— STATED TASK —
Write every entry out again exactly, please, and skip the pictures.

──────────────────────────────

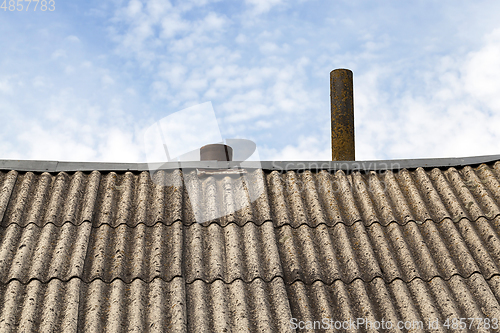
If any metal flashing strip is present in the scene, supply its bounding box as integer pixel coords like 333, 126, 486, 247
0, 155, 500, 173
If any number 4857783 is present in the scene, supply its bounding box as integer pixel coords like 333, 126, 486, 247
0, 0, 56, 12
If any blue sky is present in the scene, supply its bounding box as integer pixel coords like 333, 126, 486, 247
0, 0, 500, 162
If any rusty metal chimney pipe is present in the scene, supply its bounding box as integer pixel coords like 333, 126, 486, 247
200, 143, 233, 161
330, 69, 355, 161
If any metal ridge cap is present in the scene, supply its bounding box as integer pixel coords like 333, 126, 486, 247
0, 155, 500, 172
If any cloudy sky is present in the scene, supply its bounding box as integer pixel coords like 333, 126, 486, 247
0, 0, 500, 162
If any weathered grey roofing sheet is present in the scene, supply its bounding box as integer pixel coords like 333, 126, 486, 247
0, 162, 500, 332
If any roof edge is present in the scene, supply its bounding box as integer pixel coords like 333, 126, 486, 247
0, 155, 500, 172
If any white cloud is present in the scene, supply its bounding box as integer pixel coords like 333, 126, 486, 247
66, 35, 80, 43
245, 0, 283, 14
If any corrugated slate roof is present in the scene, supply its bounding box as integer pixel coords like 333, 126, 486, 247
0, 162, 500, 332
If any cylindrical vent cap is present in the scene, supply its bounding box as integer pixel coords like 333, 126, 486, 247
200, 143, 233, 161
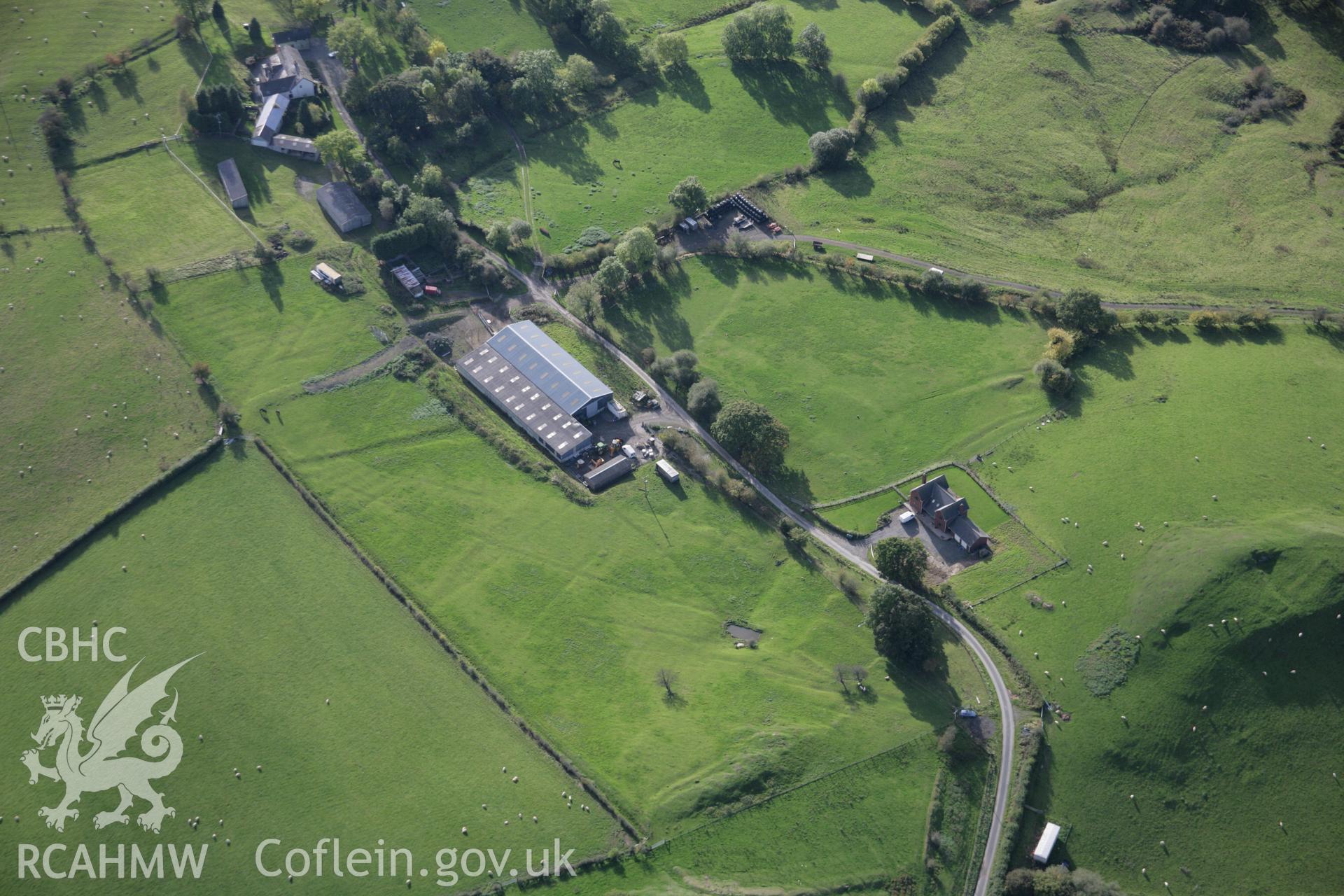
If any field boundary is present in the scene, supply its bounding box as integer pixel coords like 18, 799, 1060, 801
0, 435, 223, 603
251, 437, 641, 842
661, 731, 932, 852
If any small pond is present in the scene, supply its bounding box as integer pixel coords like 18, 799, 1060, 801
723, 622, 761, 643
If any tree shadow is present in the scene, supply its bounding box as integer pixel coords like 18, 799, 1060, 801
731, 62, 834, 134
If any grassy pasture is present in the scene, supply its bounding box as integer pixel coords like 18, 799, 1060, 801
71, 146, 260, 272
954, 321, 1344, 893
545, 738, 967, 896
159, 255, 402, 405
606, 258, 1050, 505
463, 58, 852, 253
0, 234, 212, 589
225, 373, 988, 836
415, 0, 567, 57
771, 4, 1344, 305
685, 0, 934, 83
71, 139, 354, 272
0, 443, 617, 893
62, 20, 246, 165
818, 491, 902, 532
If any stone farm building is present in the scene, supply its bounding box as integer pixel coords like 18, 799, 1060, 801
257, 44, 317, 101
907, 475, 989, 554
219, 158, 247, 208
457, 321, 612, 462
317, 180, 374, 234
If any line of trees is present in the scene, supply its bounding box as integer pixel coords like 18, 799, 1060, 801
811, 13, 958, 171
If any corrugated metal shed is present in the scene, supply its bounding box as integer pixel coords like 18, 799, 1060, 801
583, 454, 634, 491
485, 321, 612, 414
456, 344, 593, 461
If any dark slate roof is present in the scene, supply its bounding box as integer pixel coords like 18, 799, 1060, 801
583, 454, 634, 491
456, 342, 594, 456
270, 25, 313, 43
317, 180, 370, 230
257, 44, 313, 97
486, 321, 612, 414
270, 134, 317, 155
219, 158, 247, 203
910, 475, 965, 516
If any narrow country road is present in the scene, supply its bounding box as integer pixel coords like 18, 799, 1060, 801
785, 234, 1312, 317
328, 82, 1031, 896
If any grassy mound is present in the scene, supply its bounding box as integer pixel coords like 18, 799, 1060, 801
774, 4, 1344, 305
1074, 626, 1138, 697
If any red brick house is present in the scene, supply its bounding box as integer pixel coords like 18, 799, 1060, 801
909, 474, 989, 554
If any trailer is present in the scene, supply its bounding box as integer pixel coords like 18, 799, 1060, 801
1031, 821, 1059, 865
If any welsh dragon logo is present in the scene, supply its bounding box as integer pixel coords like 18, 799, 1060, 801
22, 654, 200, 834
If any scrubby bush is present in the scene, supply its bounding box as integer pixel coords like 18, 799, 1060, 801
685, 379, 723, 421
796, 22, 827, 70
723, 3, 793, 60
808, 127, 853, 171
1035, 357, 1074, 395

──────────────────────────────

— SOLUTION FOR THIS EXERCISE —
If any metal flashing strip is present in the scene, supply its bounding box as integer pixel coords like 333, 126, 486, 247
0, 155, 500, 173
If any number 4857783 is present in the scene, supply its bounding box as integer pixel coords like 333, 126, 486, 247
0, 0, 56, 12
If any blue sky is present in the scene, supply its bounding box as integer pixel coords like 333, 126, 486, 247
0, 0, 500, 162
If any rusty metal chimney pipe is present in the scene, supply its bounding box as integer pixel coords like 333, 126, 486, 247
200, 143, 233, 161
330, 69, 355, 161
If any metal ridge cap is present in the scene, supply its bounding box as integer pixel coords like 333, 126, 486, 247
0, 155, 500, 172
If any cloudy sky is present in the scene, supply its bounding box as integer pixel coords like 333, 126, 486, 247
0, 0, 500, 162
If any weathered grey roofing sheet is present in the scene, supply its bounding box as integer pixel coords like 333, 126, 486, 247
0, 162, 500, 332
If any roof edge is present in the scene, supply its bounding box as integer pixel coords like 333, 126, 486, 247
0, 155, 500, 172
If any white cloud is present in the scene, supply its bounding box as integer pixel coords like 333, 126, 486, 247
66, 35, 80, 43
245, 0, 283, 14
If any corrugated slate roof is present in the scene, supply its bounding box as integer pixel coords like 333, 126, 486, 247
0, 162, 500, 332
If any cylindrical vent cap is present in the scene, supply its bounding box as integer pixel coords like 333, 126, 486, 247
200, 143, 233, 161
If any field boundary is present in the scene, supply its bounding box as integer pixel coords like 18, 799, 1060, 801
0, 435, 223, 603
251, 437, 641, 842
661, 731, 932, 852
If any small pond is present in the scene, supply its bounding box as integer pixel coords like 18, 799, 1060, 801
723, 622, 761, 643
If any tree shadow is present in the scene, supply its bounding box as integer pixel coords like 18, 799, 1060, 801
731, 62, 834, 134
If any grassy pasture is present in the scene, supply its bounding box as integer pixel coords like 18, 799, 1060, 801
71, 146, 260, 272
954, 321, 1344, 893
545, 738, 967, 896
159, 255, 402, 405
606, 258, 1050, 505
463, 58, 852, 253
0, 234, 212, 589
225, 373, 988, 836
415, 0, 567, 57
771, 4, 1344, 305
685, 0, 934, 83
71, 139, 354, 272
0, 443, 617, 893
62, 20, 246, 165
818, 491, 902, 532
If any stone farm building is present in the scene, supply its bounding box as integer pixel coords like 18, 799, 1060, 801
257, 44, 317, 101
907, 475, 989, 554
219, 158, 247, 208
457, 321, 612, 462
317, 180, 374, 234
If any line of trees is present in the scene, supply its bounding box as integer pixel coords like 18, 799, 1060, 801
811, 13, 958, 171
If any corrugated metal shed is present in the scene, supply its bounding box as integer pixel coords like 18, 799, 1060, 801
583, 454, 634, 491
485, 321, 612, 414
456, 344, 593, 461
If any dark slate roof is present in the scene, supply its bounding box as integer pixel coords like 18, 799, 1060, 801
583, 454, 634, 491
456, 342, 594, 456
270, 25, 313, 43
317, 180, 370, 230
257, 44, 313, 97
486, 321, 612, 414
270, 134, 317, 155
219, 158, 247, 203
910, 475, 965, 516
If any narrow country road is present in the scene, supply its bounding box as integer pixel coords like 18, 799, 1060, 801
785, 234, 1312, 317
328, 82, 1031, 896
If any grassy mound is present in the scene, supply its bounding box as integer pixel coords like 18, 799, 1060, 801
774, 4, 1344, 305
1074, 626, 1138, 697
If any red brick house is present in the scene, supply its bounding box as integer pixel coords like 18, 799, 1060, 801
909, 474, 989, 554
If any trailer is present in the scene, supply its bounding box as integer pixel coords like 18, 799, 1060, 801
1031, 821, 1059, 865
If any welsh dragon logo is present in the scene, supply its bounding box as integer pixel coords like 18, 799, 1060, 801
22, 654, 200, 834
If any scrubby bush is present in the scene, supply its bounding box as integer pixel coords like 18, 799, 1060, 801
685, 379, 723, 421
796, 22, 827, 70
723, 3, 793, 60
808, 127, 853, 171
1035, 357, 1074, 395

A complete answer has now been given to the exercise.